## [Your instructions]
Up to and including the final line, retype each line of the records below, starting with the one that contains "Where can the gravel".
Top of Data supplied
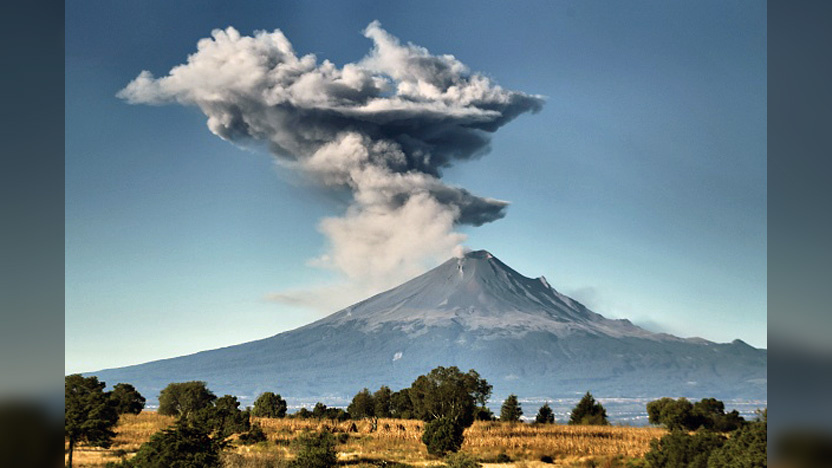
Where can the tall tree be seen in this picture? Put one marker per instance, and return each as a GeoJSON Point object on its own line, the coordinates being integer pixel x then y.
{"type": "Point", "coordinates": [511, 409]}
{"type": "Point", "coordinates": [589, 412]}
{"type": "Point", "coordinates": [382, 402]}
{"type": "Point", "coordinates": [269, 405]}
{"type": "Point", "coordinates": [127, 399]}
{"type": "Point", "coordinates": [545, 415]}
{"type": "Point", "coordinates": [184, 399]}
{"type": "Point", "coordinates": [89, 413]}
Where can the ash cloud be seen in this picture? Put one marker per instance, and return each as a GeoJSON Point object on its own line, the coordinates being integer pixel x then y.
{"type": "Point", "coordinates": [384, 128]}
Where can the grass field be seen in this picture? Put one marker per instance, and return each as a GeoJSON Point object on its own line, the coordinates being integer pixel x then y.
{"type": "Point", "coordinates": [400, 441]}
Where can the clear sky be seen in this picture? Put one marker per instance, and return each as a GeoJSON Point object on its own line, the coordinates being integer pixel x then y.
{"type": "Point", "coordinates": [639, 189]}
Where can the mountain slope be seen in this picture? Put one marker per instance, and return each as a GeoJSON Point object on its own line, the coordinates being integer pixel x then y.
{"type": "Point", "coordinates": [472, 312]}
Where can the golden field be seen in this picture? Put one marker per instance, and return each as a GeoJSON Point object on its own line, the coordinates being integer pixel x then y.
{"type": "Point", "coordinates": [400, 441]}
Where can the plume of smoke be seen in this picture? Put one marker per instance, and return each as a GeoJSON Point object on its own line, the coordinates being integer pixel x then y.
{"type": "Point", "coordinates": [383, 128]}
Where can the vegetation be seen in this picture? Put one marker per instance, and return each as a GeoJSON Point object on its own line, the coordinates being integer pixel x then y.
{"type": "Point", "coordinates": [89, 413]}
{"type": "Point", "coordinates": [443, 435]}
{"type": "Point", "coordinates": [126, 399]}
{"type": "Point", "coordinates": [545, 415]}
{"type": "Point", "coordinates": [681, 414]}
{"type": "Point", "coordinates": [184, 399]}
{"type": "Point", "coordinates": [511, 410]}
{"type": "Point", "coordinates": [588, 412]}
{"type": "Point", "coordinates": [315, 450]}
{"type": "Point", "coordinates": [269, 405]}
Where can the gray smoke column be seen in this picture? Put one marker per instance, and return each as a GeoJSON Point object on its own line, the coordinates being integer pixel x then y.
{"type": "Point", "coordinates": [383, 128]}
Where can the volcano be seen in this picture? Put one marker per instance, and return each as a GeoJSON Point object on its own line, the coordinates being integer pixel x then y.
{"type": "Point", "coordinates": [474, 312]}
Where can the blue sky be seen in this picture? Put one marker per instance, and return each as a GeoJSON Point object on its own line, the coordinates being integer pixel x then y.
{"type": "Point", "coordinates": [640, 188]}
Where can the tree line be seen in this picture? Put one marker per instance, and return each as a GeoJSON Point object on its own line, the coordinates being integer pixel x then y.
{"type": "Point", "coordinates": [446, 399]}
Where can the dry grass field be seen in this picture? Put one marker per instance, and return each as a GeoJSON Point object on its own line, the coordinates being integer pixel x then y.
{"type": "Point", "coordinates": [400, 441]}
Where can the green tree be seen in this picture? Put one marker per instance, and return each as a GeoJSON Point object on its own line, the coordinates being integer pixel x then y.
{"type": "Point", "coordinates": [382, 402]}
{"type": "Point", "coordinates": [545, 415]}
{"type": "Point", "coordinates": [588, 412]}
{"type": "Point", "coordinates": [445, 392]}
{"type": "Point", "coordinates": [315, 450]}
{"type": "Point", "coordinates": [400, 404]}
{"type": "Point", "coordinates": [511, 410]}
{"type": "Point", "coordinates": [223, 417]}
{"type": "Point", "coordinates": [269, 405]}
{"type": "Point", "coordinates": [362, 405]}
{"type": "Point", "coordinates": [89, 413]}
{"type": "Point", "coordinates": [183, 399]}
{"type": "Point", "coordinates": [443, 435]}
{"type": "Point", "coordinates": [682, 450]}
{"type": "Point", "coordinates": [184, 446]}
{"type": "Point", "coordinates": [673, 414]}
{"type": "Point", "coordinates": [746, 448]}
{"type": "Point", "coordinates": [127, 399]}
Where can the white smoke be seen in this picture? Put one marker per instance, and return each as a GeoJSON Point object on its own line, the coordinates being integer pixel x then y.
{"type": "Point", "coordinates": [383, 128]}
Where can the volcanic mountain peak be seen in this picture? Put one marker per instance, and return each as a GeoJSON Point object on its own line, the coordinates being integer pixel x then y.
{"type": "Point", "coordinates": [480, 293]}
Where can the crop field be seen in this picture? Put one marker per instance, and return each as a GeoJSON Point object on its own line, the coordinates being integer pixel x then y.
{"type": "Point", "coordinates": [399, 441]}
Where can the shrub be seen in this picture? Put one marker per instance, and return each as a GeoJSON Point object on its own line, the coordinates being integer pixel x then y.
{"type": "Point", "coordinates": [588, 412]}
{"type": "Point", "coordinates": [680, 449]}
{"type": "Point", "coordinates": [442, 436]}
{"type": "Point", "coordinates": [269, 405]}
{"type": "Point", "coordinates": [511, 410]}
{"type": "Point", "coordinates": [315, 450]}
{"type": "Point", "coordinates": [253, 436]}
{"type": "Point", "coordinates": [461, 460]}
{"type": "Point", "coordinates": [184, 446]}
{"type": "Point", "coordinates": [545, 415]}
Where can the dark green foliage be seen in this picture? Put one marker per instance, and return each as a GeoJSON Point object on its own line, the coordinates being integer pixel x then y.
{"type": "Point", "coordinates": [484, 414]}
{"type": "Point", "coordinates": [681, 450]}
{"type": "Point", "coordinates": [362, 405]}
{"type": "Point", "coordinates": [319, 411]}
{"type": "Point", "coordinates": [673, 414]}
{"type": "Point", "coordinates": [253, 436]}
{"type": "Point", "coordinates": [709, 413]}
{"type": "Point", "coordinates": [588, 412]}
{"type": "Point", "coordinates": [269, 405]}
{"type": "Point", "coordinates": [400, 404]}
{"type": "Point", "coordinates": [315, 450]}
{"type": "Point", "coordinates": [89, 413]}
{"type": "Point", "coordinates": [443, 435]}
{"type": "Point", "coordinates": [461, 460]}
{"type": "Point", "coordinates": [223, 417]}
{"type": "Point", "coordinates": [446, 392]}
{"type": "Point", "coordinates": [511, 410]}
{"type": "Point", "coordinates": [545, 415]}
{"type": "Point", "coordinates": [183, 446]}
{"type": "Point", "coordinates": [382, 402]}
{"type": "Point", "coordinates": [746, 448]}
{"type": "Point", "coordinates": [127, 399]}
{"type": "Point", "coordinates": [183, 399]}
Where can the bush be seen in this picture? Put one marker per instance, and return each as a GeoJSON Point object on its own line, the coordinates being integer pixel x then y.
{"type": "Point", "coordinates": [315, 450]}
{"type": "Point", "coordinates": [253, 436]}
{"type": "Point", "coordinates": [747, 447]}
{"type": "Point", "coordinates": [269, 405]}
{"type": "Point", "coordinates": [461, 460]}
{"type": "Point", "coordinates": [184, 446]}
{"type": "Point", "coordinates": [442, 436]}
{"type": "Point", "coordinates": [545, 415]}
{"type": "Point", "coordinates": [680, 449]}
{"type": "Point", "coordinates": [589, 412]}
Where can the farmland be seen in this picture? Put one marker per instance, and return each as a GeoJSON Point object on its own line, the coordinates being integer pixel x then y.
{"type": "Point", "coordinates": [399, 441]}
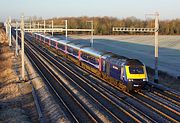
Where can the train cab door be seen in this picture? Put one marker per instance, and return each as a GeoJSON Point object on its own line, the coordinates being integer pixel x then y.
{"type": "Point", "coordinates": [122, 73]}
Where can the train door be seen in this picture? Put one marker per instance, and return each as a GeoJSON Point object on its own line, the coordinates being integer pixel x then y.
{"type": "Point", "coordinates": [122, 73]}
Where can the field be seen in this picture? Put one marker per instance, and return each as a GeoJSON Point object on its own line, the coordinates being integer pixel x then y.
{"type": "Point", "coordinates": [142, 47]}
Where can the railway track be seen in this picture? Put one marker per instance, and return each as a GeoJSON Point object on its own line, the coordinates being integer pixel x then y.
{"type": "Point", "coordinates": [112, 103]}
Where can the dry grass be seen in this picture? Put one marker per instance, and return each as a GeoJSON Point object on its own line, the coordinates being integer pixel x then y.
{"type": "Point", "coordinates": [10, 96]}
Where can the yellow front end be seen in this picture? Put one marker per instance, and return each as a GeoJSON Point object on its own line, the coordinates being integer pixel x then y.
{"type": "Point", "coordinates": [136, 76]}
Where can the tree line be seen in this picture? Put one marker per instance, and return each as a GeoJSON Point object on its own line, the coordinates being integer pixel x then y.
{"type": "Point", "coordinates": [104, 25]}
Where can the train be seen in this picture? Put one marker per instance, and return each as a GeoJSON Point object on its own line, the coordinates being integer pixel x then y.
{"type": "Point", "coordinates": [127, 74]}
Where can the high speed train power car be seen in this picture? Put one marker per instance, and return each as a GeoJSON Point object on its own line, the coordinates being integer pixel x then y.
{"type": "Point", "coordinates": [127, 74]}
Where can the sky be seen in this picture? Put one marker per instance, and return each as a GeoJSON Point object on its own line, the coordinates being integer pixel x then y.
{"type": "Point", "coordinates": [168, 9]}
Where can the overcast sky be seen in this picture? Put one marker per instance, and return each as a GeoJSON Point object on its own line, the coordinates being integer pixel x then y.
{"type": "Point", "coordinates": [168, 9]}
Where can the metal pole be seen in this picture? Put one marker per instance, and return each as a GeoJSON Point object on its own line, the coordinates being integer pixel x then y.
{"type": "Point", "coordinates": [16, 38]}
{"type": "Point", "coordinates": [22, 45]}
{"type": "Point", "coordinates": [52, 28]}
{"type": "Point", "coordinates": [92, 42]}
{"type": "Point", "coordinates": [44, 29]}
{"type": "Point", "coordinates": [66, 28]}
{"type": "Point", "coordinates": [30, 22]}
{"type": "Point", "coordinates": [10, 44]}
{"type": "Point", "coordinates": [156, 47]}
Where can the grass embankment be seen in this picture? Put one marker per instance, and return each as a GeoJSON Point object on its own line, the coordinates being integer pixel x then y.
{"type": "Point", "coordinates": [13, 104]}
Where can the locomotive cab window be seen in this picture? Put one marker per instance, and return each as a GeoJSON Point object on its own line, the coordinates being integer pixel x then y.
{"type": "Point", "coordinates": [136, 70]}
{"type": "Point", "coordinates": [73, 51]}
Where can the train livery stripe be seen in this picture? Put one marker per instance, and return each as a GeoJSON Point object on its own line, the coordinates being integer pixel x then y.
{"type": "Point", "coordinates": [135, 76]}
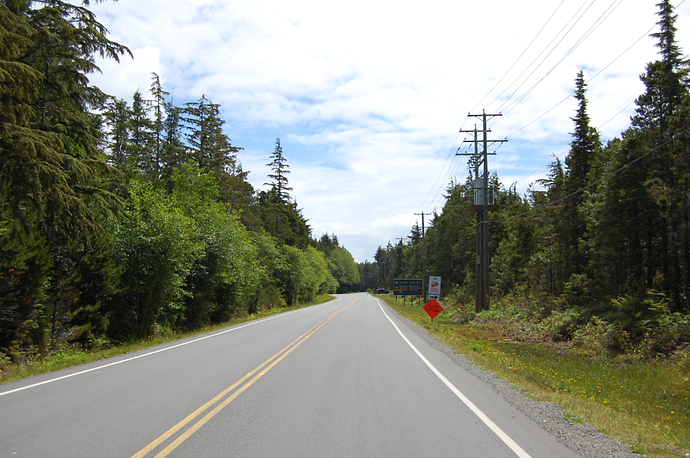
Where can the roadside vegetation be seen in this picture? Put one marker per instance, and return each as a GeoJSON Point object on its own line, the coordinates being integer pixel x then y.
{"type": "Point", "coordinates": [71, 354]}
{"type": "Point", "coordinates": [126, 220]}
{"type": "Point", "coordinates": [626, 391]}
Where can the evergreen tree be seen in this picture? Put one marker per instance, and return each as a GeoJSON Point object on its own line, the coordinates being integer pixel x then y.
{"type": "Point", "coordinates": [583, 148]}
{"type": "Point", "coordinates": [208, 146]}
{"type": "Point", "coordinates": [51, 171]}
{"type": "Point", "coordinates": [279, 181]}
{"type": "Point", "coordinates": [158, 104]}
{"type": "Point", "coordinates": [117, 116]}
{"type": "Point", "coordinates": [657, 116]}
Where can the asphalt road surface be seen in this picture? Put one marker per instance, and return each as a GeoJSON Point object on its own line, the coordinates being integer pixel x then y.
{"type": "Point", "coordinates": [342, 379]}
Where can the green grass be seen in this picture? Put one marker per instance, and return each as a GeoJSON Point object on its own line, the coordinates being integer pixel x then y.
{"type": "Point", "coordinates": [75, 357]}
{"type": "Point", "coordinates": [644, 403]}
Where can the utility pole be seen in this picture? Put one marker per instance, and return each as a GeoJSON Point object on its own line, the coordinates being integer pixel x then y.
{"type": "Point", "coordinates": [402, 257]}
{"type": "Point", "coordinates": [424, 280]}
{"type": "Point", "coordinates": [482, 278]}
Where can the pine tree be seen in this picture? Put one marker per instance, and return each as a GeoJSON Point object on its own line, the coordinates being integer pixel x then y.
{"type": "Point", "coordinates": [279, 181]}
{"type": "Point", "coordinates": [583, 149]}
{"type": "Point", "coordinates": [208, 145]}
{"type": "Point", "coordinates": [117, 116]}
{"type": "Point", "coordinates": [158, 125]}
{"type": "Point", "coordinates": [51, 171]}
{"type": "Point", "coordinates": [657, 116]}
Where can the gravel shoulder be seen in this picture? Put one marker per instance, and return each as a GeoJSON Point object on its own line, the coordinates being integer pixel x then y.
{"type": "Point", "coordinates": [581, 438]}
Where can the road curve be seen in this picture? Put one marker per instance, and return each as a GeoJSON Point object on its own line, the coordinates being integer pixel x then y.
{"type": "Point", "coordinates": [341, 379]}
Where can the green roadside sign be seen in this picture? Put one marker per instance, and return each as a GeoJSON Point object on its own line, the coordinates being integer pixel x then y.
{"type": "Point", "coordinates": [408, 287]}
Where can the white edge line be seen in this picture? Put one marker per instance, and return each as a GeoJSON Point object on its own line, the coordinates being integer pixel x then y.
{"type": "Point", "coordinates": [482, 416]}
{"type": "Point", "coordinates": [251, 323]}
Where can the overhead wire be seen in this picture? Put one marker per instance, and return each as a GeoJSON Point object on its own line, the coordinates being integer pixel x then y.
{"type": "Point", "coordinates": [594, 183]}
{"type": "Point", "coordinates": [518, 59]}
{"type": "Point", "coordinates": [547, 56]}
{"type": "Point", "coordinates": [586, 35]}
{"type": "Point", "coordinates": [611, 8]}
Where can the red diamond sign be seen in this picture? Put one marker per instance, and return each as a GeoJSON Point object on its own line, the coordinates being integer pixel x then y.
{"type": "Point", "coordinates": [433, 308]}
Bottom of Data supplied
## [Solution to this problem]
Where can the gravel shoulder be seen in this picture? Put one marker per instance, and return each as a GeoJSON Point object on its own line, the coordinates being integer pixel x then y.
{"type": "Point", "coordinates": [581, 438]}
Where can the road curve be seen in this picture? Put one marker per instance, and return each as a GeoJSON Point object on its own line, the coordinates being integer pixel x then y.
{"type": "Point", "coordinates": [341, 379]}
Where can the green roadside sign be seen in this picture? Put one marker per instance, and return each as a GeoJSON Point object on its own line, the coordinates being integer pixel x then y.
{"type": "Point", "coordinates": [408, 287]}
Where can the white edge line be seen in this picture? Put one marker per instance, and return each as a GeoJSON Point object on its own line, the coordinates being integer pixel x then y.
{"type": "Point", "coordinates": [482, 416]}
{"type": "Point", "coordinates": [251, 323]}
Where can the overhead wire be seen in this picture? Put one marker per instance, and return each as a GeoJSON Point object on its own line, the coordinates being integer pixel x then y.
{"type": "Point", "coordinates": [594, 183]}
{"type": "Point", "coordinates": [518, 59]}
{"type": "Point", "coordinates": [547, 56]}
{"type": "Point", "coordinates": [586, 35]}
{"type": "Point", "coordinates": [611, 8]}
Where can the red diamond sign be seen in this picture? Put one marker per instance, and return each as a GeoJSON Point object on its own line, the coordinates being integer pixel x then y.
{"type": "Point", "coordinates": [433, 308]}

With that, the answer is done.